▶ **Excerpted text**
━━━━━━━━━━━━━━━━━━━━

Over half Britons stress about their financial situation amid growing debt struggles – but a third have more savings than at start of the pandemic

  • 52% of Britons stressed or overwhelmed about their financial situation
  • More than a third (36%) say the pandemic has resulted in improved finances 
  • Managing short-term finances like paying bills becoming more of a struggle

Covid-19 has highlighted a divide in Britons’ financial health, with some enjoying healthy savings and others encumbered by mounting debt concerns.  

A growing number of Britons are struggling with debt since the onset of the pandemic, with more than half feeling stressed about their financial situation, new research shows.

Managing short-term finances like monthly budgeting and paying bills has also become more of a struggle, just as households are beginning to feel the squeeze from rising prices.

Debt worries: Over half of Britons are often feeling stressed about their financial situation

Overall, however, two years after the emergence of Covid, the financial health of Britons has improved slightly, as the uncertainty created by the pandemic has made more people plan for the unexpected and save for a rainy day where possible.

━━━━━━━━━━━━━━━━━━━━

▶ **The data**
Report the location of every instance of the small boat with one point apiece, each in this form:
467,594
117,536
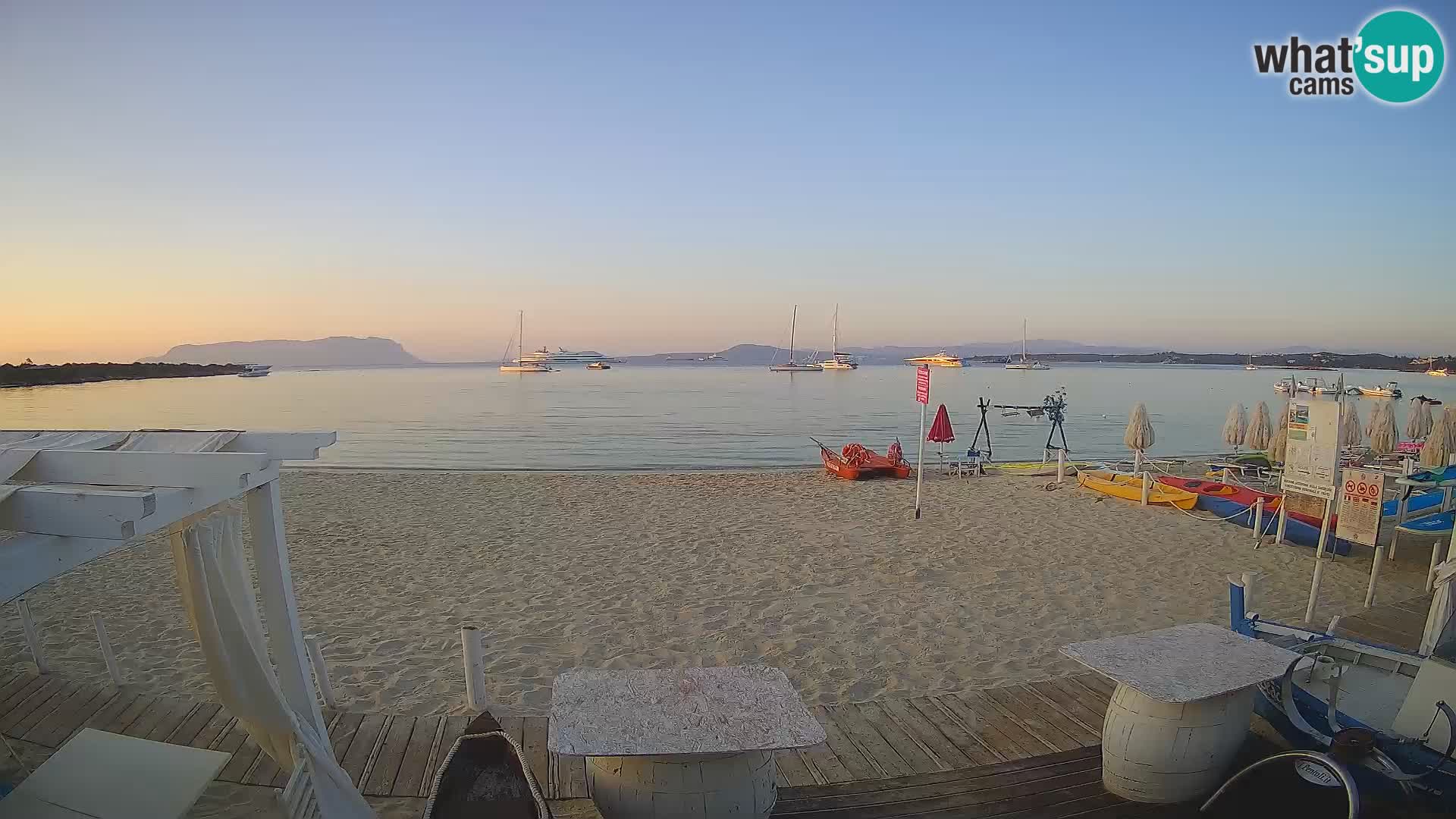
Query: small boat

━━━━━━━━━━━━━━━━━━━━

▶ **What this task involves**
Please extend the article above about Britons' finances since the pandemic, picking up right after its final sentence.

▶ **Response**
This is the picture painted by new research by Schroders Personal Wealth in collaboration with behavioural economists from Lloyds Banking Group.

Its latest financial health index – which takes into account day-to-day finances, borrowing as well as pension planning – shows a score of 53 out of 100, up slightly from 52 in 2020. 

This is despite the country being gripped by a pandemic and several nationwide lockdowns for the past two years. 

But looking at sub-categories of financial health, there has been a significant drop when it comes to keeping on top of debts, and a small decline in the management of day-to-day running of household finances. 

On the other hand, while remaining low, the score for planning against unexpected shocks has improved significantly over the past two years, with a slight improvement in terms of planning for the future.  

More than a third of people have said that pandemic resulted in improved finances, Schroder’s separate survey of 2,000 UK adults has showed. 

Gender gap: Women continue to have disproportionately less than men in savings

Gender gap: Women continue to have disproportionately less than men in savings 

Additionally, nearly one in four people have said they’re now more likely to create a financial plan, while 15 per cent are more focused on improving their financial security. 

Many people’s finances have been resilient during the past couple of years, with three quarters saying they haven’t needed to adjust to support themselves or their family members throughout the pandemic.   

But while savings have risen across the board since 2020, women continue to have disproportionately less than men – or around £12,200 in cash savings on average compared to around £17,600.

Despite there being a slight increase in the overall financial health score, over half, or 52 per cent, of UK adults have admitted to feeling regularly or occasionally stressed or overwhelmed due to their financial situation.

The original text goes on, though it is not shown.